-- PROBLEM DESCRIPTION --
Write out the material below exactly, beginning at the line that contains "of the mouth" and ending with its last line, both ends included; write nothing else.

-- INPUT --

Content starts

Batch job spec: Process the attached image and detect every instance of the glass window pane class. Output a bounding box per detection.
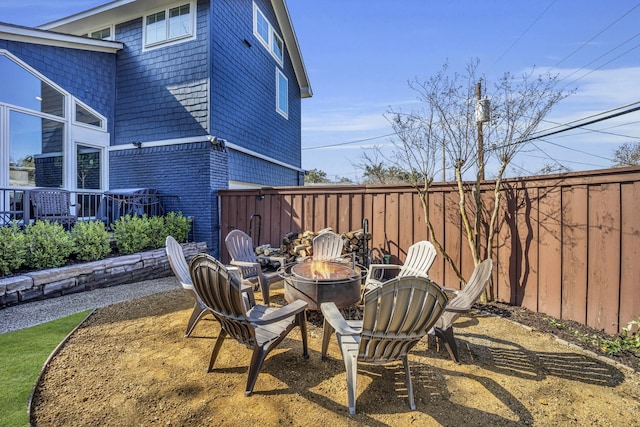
[77,145,101,190]
[146,11,166,44]
[277,72,288,116]
[90,28,111,40]
[9,111,64,188]
[256,10,269,44]
[272,32,284,62]
[0,55,65,117]
[75,104,103,127]
[169,4,191,39]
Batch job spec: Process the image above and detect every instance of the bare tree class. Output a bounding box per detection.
[377,59,572,293]
[612,142,640,167]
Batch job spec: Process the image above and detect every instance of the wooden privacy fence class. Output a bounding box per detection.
[219,166,640,334]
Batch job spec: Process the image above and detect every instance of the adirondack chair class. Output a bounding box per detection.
[30,189,77,228]
[431,259,493,363]
[362,240,437,293]
[312,231,344,260]
[189,253,309,396]
[321,276,448,414]
[165,236,255,337]
[225,229,280,305]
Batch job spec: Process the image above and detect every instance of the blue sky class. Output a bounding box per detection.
[3,0,639,182]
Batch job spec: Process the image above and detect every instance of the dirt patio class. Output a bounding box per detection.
[31,280,640,426]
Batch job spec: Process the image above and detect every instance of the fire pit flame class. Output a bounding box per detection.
[293,260,358,282]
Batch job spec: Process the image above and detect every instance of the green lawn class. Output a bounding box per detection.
[0,311,90,427]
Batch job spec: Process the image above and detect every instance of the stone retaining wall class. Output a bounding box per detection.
[0,242,208,307]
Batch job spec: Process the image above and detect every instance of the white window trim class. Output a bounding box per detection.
[276,68,288,119]
[252,1,284,66]
[142,1,196,52]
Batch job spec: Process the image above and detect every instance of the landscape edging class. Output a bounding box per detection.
[0,242,208,307]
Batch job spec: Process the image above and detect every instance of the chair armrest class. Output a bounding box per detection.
[440,286,460,294]
[444,306,471,313]
[366,263,401,282]
[320,302,360,336]
[250,299,308,325]
[230,260,261,269]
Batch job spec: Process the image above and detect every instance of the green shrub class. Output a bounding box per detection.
[25,221,73,269]
[163,211,191,243]
[0,222,28,275]
[111,215,150,254]
[146,215,167,249]
[70,221,111,261]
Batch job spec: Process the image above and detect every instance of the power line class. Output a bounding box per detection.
[488,0,557,71]
[560,41,640,90]
[550,3,640,70]
[523,102,640,143]
[302,132,395,151]
[557,31,640,85]
[536,138,615,163]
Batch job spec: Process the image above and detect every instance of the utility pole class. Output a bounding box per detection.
[473,81,486,264]
[476,81,485,181]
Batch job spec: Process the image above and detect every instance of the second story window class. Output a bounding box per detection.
[144,2,195,49]
[276,69,288,119]
[89,27,112,40]
[253,2,284,66]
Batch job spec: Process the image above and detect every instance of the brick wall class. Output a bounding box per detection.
[109,141,227,256]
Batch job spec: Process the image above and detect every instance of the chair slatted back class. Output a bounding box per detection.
[225,229,261,279]
[190,254,255,345]
[360,276,447,363]
[165,236,192,288]
[31,190,71,216]
[398,241,437,278]
[312,231,344,261]
[439,259,493,328]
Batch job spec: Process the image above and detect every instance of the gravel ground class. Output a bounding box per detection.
[0,277,181,334]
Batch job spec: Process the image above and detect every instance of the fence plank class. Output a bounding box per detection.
[537,186,562,318]
[620,181,640,331]
[562,185,588,325]
[587,184,621,334]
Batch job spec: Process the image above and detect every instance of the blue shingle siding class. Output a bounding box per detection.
[113,0,210,145]
[0,40,116,134]
[210,0,302,180]
[109,141,227,256]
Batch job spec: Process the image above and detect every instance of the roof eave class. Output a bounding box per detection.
[271,0,313,98]
[0,23,123,53]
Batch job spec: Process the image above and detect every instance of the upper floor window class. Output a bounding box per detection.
[0,54,65,117]
[253,2,284,66]
[276,69,288,119]
[144,2,195,49]
[75,102,104,129]
[89,27,112,40]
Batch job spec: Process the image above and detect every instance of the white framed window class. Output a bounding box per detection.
[0,50,109,192]
[143,2,195,50]
[253,2,284,66]
[73,101,106,131]
[89,27,113,40]
[276,69,288,119]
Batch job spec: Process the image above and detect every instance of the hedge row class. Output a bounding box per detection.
[0,212,191,276]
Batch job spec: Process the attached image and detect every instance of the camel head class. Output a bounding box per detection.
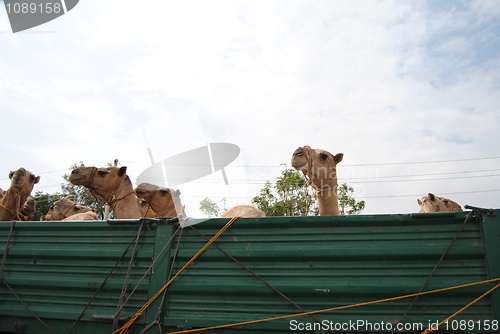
[417,193,463,213]
[41,195,96,221]
[9,167,40,193]
[291,146,343,192]
[69,166,130,201]
[134,183,185,218]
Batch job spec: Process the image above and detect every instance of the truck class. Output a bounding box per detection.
[1,206,499,333]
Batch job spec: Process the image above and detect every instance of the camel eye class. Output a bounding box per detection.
[160,189,170,196]
[97,171,108,177]
[320,153,329,161]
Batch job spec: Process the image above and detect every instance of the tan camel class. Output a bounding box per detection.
[68,166,154,219]
[291,146,344,216]
[418,193,463,213]
[0,167,40,221]
[41,195,98,221]
[21,197,36,221]
[221,205,266,218]
[134,183,186,218]
[0,188,36,221]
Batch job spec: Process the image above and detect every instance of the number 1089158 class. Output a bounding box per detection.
[5,2,62,14]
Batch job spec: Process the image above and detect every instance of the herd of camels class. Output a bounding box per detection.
[0,146,463,222]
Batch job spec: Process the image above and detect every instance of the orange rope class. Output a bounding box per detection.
[164,277,500,334]
[112,216,240,334]
[421,282,500,334]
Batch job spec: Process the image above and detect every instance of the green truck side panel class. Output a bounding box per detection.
[0,210,499,333]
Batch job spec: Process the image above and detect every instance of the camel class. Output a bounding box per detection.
[0,167,40,221]
[134,183,186,218]
[68,166,154,219]
[0,188,36,221]
[291,146,344,216]
[418,193,463,213]
[21,197,36,221]
[221,205,266,218]
[41,195,98,221]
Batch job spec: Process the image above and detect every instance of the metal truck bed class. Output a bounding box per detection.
[1,208,499,333]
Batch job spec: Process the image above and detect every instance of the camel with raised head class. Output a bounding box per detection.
[41,195,98,221]
[68,166,154,219]
[0,167,40,221]
[134,183,186,218]
[418,193,463,213]
[221,205,266,218]
[291,146,344,216]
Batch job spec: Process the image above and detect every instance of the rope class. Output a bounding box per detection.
[69,221,156,333]
[2,278,58,334]
[112,224,182,321]
[162,277,500,334]
[113,221,146,330]
[0,191,24,221]
[421,282,500,334]
[188,225,335,333]
[392,210,475,333]
[113,216,241,334]
[139,227,185,334]
[0,220,16,281]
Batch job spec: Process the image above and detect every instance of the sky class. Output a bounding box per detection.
[0,0,499,218]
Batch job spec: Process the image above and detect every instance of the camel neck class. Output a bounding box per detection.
[0,188,23,220]
[316,185,340,216]
[106,179,142,219]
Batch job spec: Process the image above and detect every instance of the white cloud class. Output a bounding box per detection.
[1,0,499,216]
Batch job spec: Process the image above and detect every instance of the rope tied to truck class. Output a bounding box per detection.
[420,281,500,334]
[1,220,58,334]
[113,216,241,334]
[163,277,500,334]
[391,210,476,333]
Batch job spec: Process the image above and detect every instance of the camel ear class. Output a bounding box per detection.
[34,176,40,184]
[175,189,181,196]
[65,195,76,202]
[428,193,435,201]
[8,171,14,179]
[334,153,344,163]
[118,166,127,177]
[418,199,422,205]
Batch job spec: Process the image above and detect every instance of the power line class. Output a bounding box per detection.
[359,189,500,199]
[120,156,500,168]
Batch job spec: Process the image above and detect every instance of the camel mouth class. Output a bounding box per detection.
[68,175,86,184]
[291,160,308,171]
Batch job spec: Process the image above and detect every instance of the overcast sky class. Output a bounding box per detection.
[1,0,499,218]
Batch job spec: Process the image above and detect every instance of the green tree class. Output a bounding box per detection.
[337,183,366,215]
[199,197,227,217]
[252,167,365,216]
[252,168,316,216]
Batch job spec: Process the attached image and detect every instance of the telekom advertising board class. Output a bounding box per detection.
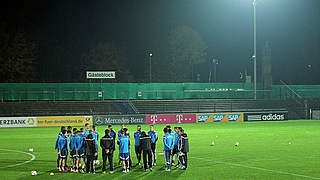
[146,114,197,124]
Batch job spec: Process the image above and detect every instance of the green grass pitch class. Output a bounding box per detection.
[1,120,320,180]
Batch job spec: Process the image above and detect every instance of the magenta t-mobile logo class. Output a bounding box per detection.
[176,114,183,123]
[151,115,158,124]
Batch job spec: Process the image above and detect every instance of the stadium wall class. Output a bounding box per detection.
[0,111,292,128]
[0,113,243,128]
[0,116,93,128]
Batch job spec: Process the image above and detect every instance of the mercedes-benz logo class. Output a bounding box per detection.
[95,117,103,125]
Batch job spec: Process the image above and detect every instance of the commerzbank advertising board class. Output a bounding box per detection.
[0,117,37,128]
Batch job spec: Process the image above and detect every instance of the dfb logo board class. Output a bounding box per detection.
[37,116,93,127]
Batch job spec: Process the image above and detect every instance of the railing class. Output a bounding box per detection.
[133,99,287,114]
[183,89,272,99]
[1,87,320,101]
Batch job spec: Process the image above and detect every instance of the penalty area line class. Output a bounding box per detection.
[190,156,320,180]
[0,149,36,169]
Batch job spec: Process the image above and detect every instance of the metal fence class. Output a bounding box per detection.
[1,83,320,101]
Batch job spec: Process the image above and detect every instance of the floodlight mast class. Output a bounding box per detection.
[253,0,257,99]
[149,53,153,83]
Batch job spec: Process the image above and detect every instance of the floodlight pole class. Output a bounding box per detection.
[253,0,257,99]
[149,53,152,83]
[213,58,219,83]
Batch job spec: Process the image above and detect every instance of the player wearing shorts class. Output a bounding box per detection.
[73,130,81,172]
[55,126,66,169]
[117,124,127,164]
[148,125,158,166]
[77,128,86,173]
[118,130,130,173]
[69,128,77,172]
[134,125,142,165]
[58,129,69,172]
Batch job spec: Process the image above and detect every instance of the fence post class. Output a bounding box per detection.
[304,100,308,120]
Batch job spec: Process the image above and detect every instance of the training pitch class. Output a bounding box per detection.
[0,120,320,180]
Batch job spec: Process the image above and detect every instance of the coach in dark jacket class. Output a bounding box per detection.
[139,131,153,171]
[178,129,189,170]
[85,130,97,173]
[100,129,114,172]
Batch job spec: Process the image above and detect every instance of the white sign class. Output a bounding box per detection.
[0,117,37,128]
[86,71,116,79]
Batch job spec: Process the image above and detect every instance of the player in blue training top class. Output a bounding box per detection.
[148,125,158,165]
[118,130,130,173]
[118,123,130,138]
[171,127,181,167]
[108,124,116,153]
[73,130,81,172]
[84,123,90,137]
[69,128,78,172]
[58,129,69,172]
[163,127,174,171]
[134,125,142,165]
[92,125,99,165]
[166,125,173,135]
[117,124,129,164]
[76,128,86,173]
[65,129,72,170]
[55,126,66,169]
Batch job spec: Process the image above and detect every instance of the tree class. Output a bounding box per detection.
[165,26,207,82]
[80,42,134,82]
[0,26,38,82]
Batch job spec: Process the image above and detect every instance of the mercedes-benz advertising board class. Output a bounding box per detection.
[93,115,146,125]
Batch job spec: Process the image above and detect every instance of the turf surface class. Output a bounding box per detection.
[0,120,320,180]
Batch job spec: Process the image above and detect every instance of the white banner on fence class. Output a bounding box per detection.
[86,71,116,79]
[0,117,37,128]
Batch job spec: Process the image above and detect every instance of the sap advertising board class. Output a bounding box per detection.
[197,113,244,123]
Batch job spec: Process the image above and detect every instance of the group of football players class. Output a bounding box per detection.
[55,123,189,174]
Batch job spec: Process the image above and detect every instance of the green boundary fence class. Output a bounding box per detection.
[0,83,320,101]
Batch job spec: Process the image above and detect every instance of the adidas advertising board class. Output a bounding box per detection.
[245,112,288,121]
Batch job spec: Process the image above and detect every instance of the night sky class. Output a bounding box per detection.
[1,0,320,84]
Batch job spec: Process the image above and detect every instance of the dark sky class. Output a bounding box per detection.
[2,0,320,84]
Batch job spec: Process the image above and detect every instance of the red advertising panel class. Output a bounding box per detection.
[146,114,197,124]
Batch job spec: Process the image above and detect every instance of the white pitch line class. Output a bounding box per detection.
[0,149,35,169]
[190,156,320,180]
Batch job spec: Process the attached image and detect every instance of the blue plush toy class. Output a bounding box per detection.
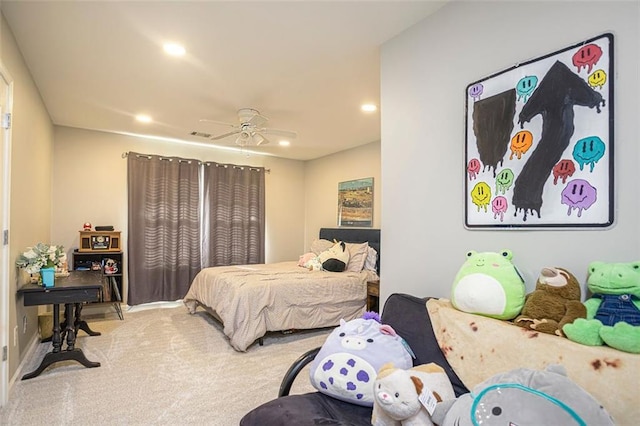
[309,313,413,407]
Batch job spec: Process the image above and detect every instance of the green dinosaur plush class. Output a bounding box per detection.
[451,250,526,320]
[563,261,640,353]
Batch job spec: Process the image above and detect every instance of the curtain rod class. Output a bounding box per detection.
[121,152,270,173]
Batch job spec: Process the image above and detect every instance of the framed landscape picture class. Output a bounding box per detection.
[338,177,373,227]
[464,33,613,229]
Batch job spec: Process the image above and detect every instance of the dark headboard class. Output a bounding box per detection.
[319,228,381,273]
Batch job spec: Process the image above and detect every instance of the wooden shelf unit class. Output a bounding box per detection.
[72,250,124,320]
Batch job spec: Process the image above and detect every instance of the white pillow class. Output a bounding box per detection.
[364,246,378,272]
[310,239,334,255]
[345,242,369,272]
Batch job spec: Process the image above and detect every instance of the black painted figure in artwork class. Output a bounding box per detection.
[472,89,517,177]
[513,61,605,221]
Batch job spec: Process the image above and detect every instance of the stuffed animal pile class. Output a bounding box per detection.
[563,260,640,353]
[514,266,586,336]
[372,363,455,426]
[451,250,526,320]
[298,240,350,272]
[310,313,413,406]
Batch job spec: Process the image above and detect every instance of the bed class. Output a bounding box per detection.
[183,228,381,351]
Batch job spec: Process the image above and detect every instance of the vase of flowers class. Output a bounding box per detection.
[16,243,67,287]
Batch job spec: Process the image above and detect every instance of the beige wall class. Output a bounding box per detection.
[1,13,55,379]
[51,126,308,304]
[303,140,381,251]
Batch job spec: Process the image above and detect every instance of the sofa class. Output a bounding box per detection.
[240,293,638,425]
[240,293,469,425]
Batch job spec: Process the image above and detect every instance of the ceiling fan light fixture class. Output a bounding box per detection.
[279,140,290,146]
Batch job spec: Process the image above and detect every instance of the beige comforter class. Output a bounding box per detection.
[183,261,377,351]
[427,299,639,426]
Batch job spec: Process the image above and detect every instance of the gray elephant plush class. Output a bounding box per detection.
[432,365,614,426]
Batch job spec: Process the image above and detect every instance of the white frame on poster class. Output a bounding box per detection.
[464,33,614,229]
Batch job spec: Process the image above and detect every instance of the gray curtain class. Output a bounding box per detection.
[201,162,265,267]
[127,153,201,305]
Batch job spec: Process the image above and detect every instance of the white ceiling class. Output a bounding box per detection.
[1,1,445,161]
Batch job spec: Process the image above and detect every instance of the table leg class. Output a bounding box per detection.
[74,303,101,336]
[64,303,76,350]
[51,304,62,354]
[21,304,101,380]
[21,349,101,380]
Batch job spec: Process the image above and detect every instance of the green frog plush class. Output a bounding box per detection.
[451,250,526,320]
[563,261,640,353]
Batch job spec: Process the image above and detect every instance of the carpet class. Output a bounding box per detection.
[0,305,331,425]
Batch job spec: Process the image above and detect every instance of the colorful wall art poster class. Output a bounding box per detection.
[338,177,374,227]
[465,33,613,229]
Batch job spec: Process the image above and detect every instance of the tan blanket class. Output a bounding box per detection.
[427,299,639,425]
[183,261,377,351]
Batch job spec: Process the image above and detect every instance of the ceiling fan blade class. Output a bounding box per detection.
[254,133,270,146]
[210,129,241,140]
[199,118,237,128]
[258,128,297,139]
[238,108,268,127]
[247,113,267,127]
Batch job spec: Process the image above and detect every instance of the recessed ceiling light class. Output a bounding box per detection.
[279,140,291,147]
[163,43,186,56]
[136,114,152,123]
[361,104,377,112]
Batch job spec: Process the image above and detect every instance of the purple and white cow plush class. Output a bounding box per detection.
[309,313,413,407]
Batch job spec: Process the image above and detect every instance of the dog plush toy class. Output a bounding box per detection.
[372,363,455,426]
[432,365,614,426]
[451,250,526,320]
[563,261,640,353]
[514,267,586,336]
[317,241,350,272]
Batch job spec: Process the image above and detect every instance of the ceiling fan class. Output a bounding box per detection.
[190,108,297,147]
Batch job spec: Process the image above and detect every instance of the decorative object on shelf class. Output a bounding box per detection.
[29,273,40,284]
[83,222,92,231]
[40,267,55,288]
[103,258,119,274]
[79,231,121,252]
[16,243,67,287]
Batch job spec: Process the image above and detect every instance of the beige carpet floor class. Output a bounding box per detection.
[0,305,330,425]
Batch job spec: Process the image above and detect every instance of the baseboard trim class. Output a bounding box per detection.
[8,332,40,392]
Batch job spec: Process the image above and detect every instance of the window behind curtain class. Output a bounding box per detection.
[127,153,265,305]
[201,162,265,267]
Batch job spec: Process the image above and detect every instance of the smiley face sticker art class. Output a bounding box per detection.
[471,182,492,212]
[465,33,613,228]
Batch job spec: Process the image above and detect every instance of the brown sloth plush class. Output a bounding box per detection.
[514,267,586,337]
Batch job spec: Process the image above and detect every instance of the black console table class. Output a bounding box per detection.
[17,271,103,380]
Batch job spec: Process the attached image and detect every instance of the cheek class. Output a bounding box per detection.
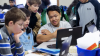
[13,25,21,33]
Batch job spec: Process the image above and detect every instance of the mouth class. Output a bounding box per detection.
[35,10,37,12]
[26,24,29,26]
[53,21,57,24]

Content ends

-- SOLUTION TO THIS EXERCISE --
Batch job spec: Process the image above and detect every instance of the mouth class. Output a bounding box per detection.
[35,10,37,12]
[26,24,29,26]
[53,21,57,24]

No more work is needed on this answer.